Given request 1
How many lines of the records below contain the word "blue"? Tally them and reply with the number alone.

In a wide-ranging interview on Thursday night, former president Thabo Mbeki admitted he could have done a better job at communicating his position on HIV and Aids. It wasn’t an admission of failure – nutrition is very important, he said – but it shows some sanity has returned to his view on the issue. Unlike his speech last year effectively questioning President Jacob Zuma’s leadership, Mbeki was careful to dance between straight talk and criticism of the ANC. By GREG NICOLSON.
Mbeki arrived at Power FM’s Houghton headquarters shortly before his 21:00 interview with host Tim Modise and quickly settled in. He sat his tiny frame in the studio, legs dangling from the chair, and started with comfortable questions relating to the African Renaissance before tackling a few of the tougher issues. He wore a large ring on his right ring finger (“I think he got it in Sudan,” said one of his handlers).
Interviewing Mbeki, who rarely responds to media requests, was a coup for Power FM in only its third day on air. The focus on the former president, however, doesn’t come as a surprise. The station launched on 18 June, Mbeki’s birthday, and is a black-owned, managed and controlled business. CEO Given Mkhari interviewed Mbeki during his career on radio and when he left his extremely popular show on Metro FM in 2005, Mbeki, president at the time, called in to thank Mkhari for the good times. The former president seems just as taken with the new venture, telling listeners to tune into Power if they want the truth.

Given records
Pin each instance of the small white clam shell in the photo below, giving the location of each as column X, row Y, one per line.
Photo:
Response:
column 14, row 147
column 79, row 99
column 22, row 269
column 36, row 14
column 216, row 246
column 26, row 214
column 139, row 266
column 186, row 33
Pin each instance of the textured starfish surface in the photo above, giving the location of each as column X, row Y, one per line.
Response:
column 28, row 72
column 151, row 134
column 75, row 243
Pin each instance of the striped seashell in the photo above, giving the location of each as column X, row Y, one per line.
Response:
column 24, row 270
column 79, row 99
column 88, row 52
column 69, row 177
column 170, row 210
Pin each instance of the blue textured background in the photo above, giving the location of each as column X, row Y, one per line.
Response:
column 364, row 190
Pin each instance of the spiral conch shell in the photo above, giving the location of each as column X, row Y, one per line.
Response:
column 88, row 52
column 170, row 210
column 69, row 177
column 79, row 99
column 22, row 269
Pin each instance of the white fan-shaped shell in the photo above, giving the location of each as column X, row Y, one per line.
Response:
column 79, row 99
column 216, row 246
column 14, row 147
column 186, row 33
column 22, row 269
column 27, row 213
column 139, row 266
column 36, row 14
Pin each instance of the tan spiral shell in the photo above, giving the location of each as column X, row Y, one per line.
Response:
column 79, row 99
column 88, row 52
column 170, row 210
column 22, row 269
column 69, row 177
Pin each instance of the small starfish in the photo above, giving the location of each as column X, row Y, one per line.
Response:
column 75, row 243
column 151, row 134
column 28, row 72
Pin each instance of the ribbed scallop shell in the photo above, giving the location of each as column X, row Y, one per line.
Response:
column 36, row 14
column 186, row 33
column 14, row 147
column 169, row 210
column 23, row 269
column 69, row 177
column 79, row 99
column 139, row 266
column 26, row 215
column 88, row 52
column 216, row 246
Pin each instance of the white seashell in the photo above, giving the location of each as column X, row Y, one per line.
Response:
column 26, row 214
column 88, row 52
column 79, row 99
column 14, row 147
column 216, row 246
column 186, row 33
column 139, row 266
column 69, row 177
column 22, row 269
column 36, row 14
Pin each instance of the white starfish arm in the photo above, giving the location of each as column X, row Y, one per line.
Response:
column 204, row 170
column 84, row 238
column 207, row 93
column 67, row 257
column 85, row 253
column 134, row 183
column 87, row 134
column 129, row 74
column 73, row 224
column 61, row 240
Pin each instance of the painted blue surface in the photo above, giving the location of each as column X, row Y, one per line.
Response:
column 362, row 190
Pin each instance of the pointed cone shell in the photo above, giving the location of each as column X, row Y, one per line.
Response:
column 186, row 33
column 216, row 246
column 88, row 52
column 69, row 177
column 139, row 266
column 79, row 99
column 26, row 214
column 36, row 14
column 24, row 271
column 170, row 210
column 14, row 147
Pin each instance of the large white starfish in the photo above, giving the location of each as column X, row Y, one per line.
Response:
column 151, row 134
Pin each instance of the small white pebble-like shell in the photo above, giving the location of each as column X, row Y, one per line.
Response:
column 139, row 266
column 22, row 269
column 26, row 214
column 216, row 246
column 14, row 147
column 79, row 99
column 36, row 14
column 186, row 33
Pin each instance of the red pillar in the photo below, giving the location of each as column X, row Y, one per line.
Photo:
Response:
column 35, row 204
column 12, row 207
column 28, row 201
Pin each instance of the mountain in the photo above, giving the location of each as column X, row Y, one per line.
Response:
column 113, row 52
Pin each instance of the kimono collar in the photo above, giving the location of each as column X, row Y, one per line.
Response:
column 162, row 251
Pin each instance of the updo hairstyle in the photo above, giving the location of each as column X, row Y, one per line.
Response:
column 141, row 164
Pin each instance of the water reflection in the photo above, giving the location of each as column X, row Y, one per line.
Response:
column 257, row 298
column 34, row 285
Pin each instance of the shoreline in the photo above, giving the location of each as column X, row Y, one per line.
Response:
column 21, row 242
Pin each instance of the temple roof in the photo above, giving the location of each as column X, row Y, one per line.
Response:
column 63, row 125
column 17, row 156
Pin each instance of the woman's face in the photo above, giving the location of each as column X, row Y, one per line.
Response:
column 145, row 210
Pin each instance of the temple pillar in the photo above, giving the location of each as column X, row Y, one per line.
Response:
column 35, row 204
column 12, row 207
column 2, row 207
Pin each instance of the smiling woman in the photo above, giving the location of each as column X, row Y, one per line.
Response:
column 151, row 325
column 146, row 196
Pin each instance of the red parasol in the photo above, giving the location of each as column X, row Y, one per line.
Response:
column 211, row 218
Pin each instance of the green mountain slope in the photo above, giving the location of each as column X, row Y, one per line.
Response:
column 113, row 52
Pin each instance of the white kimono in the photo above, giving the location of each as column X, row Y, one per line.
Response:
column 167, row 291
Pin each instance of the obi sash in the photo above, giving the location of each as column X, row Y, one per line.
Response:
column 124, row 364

Given request 2
Retype the Mbeki interview article above word for word, starting at "Mbeki arrived at" and ending at "of his handlers).".

Right answer 1
2

Right answer 2
Mbeki arrived at Power FM’s Houghton headquarters shortly before his 21:00 interview with host Tim Modise and quickly settled in. He sat his tiny frame in the studio, legs dangling from the chair, and started with comfortable questions relating to the African Renaissance before tackling a few of the tougher issues. He wore a large ring on his right ring finger (“I think he got it in Sudan,” said one of his handlers).